<<<<
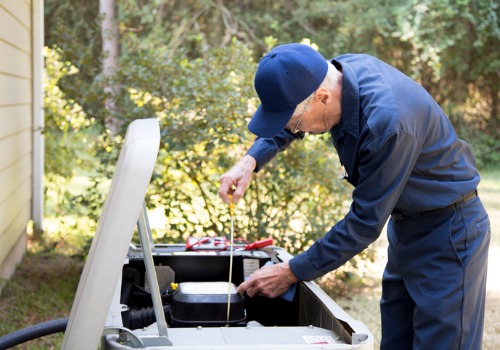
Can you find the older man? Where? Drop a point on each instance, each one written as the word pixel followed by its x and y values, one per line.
pixel 405 161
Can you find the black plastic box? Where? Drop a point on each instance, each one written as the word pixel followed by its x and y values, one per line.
pixel 205 304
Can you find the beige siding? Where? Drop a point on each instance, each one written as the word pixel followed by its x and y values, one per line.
pixel 16 111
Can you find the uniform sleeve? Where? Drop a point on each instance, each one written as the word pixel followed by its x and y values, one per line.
pixel 385 165
pixel 265 149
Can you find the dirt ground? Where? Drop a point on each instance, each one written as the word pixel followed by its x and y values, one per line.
pixel 365 306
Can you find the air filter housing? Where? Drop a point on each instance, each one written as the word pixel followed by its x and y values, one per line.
pixel 205 304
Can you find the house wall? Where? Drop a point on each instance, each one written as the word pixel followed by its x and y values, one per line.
pixel 16 120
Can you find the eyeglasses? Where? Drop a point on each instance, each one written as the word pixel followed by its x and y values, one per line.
pixel 295 129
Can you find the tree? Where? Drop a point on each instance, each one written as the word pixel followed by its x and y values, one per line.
pixel 110 49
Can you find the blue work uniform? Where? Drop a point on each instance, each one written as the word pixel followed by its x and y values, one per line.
pixel 404 160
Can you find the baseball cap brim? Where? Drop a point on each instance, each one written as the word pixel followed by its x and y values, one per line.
pixel 269 124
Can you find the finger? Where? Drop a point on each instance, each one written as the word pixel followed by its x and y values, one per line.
pixel 238 192
pixel 225 188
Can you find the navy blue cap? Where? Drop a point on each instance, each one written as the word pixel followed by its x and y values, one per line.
pixel 285 77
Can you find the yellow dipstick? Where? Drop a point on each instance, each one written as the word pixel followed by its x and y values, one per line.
pixel 231 212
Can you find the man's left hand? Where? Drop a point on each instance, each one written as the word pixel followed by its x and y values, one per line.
pixel 270 281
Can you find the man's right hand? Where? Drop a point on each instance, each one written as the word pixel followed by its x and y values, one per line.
pixel 236 180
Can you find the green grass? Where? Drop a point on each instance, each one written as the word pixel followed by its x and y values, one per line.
pixel 42 289
pixel 363 303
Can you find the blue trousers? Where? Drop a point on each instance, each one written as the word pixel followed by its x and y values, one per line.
pixel 434 284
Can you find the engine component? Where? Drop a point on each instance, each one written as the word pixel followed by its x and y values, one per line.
pixel 205 304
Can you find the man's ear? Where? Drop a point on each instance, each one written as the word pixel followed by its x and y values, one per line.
pixel 323 95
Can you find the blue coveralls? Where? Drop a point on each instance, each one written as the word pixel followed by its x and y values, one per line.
pixel 405 161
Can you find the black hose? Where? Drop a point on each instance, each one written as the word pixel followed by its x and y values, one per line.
pixel 32 332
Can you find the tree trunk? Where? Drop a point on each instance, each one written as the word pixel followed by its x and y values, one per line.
pixel 110 37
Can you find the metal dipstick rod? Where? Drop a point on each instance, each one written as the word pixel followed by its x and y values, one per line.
pixel 229 284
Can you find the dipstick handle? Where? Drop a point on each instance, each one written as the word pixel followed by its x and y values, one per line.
pixel 231 204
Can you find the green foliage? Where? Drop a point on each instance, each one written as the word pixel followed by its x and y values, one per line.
pixel 190 64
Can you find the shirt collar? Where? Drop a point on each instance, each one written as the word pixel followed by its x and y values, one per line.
pixel 349 120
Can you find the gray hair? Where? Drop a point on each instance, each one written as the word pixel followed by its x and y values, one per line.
pixel 329 83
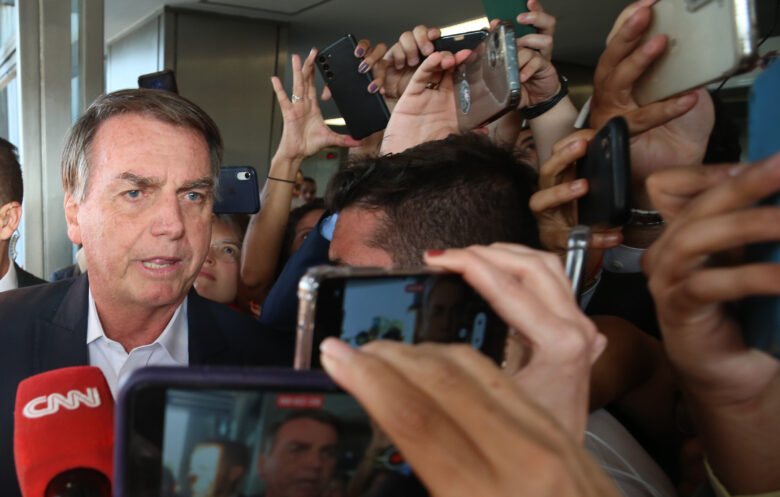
>>>>
_EXERCISE DESCRIPTION_.
Could the entries above be written out word for word, pictures excluded?

_FINAL ANSWER_.
Can you find the older man? Where? Drop a point on each instance, each one written as the word pixel followed by its x and y values, one per line.
pixel 405 161
Can you find the black plastic box? Where? Drop a point on each instance, each one written as the word pixel followed by its x and y values, one per line.
pixel 205 304
Can you find the beige siding? Where? Drop a point on each instance, each one written as the word pixel followed by its x and y values, one per line.
pixel 16 111
Can you find the uniform sleeve? Where? Drop a point on each instance, each one written as the word pixel followed by its x and y values, one per line.
pixel 385 165
pixel 265 149
Can you find the dirt ground? Where? Drop a point on each instance, each one written as the word pixel followed by its x and y values, one per line.
pixel 365 306
Can you find the air filter housing? Where? Drop a point on each instance, each one written as the word pixel followed by its x and y values, one per line.
pixel 205 304
Can you find the house wall? Where? Drop a point on each instance, each one written as the word pixel followed by its x and y values, one per line.
pixel 16 120
Can you find the eyeglasses? Where? Drop a point on each instance, each one written as the word pixel followed by its x and y values, one per line.
pixel 295 129
Can you find the tree? Where? Drop a point on each instance, each one written as the word pixel followed by its x and y values, one per line.
pixel 110 49
Can you find the blue work uniform? Where? Drop a point on each instance, each one written as the word pixel followed by its x and y values, one per line.
pixel 404 160
Can you find the baseball cap brim? Where? Drop a point on each instance, each one written as the word pixel followed by its x and y values, one per line.
pixel 269 124
Can you find the finger? Where? Drop a point on each instance, each one written as the word pixel followed by its x and y values, one per line.
pixel 238 192
pixel 225 188
Can you find the navy blue cap? Where? Drop a point on each instance, each one written as the word pixel followed by its x and y values, one per line.
pixel 285 77
Can you find the yellow dipstick? Where? Drop a point on each instance, each one written as the word pixel followed by its x and y values, one per line.
pixel 231 212
Can you find the man's left hand? Where? Drop a point on each instance, each one written as the word pixel followed by its x and y values, one per line.
pixel 270 281
Can you find the man's right hand? Where? Drop a point on each instance, each one written as the word pixel followed by its x and y values, one per line.
pixel 236 180
Can you find the green grass? Where? Drop a point on each instance, each one written as the word pixel followed by its x and y values, one per line.
pixel 42 289
pixel 363 303
Can you find the blue trousers? Where? Drop a point on each instance, each one written as the word pixel followed by its x and y values, one per line.
pixel 434 284
Can you find the engine component? Where? Drop a point on each instance, each one written as the word pixel followed by its x and y values, one per line.
pixel 205 304
Can you find the man's ear? Where? Drop a point on each instance, each one written as the word pixel followed by its x and y values, one per line.
pixel 323 95
Can you find the blue coveralls? Where? Drop a point on each instance, each one written as the word pixel followed by its x and y values, one per line.
pixel 405 161
Can you find the black hose? Where? Drop a point on each instance, each one written as the word pixel followed by its x and y values, one per line.
pixel 32 332
Can you find the tree trunk? Where? Drop a point on each instance, each one written as the word pixel followed by its x and y values, one per line.
pixel 110 37
Can you find the metal dipstick rod? Where? Drop a point on each instance, each one written as the word pixel followed by its x and y values, one per line.
pixel 229 284
Can you find the dipstick handle? Where? Drop a point on each instance, each one written as the word pixel followed by its x and y values, one per line.
pixel 231 204
Can you find the green foliage? Where? Drop a point on each instance, each one written as the word pixel followed by its x and y values, one per line.
pixel 190 64
Can you find the shirt collar? Where? Drop a point on each instance, each one written as the word pixel followed by its x and y values, one per line.
pixel 349 120
Can you find the gray hair? Where? Drop a point on each instance, each one written as the word pixel followed by its x and y values, one per line.
pixel 329 83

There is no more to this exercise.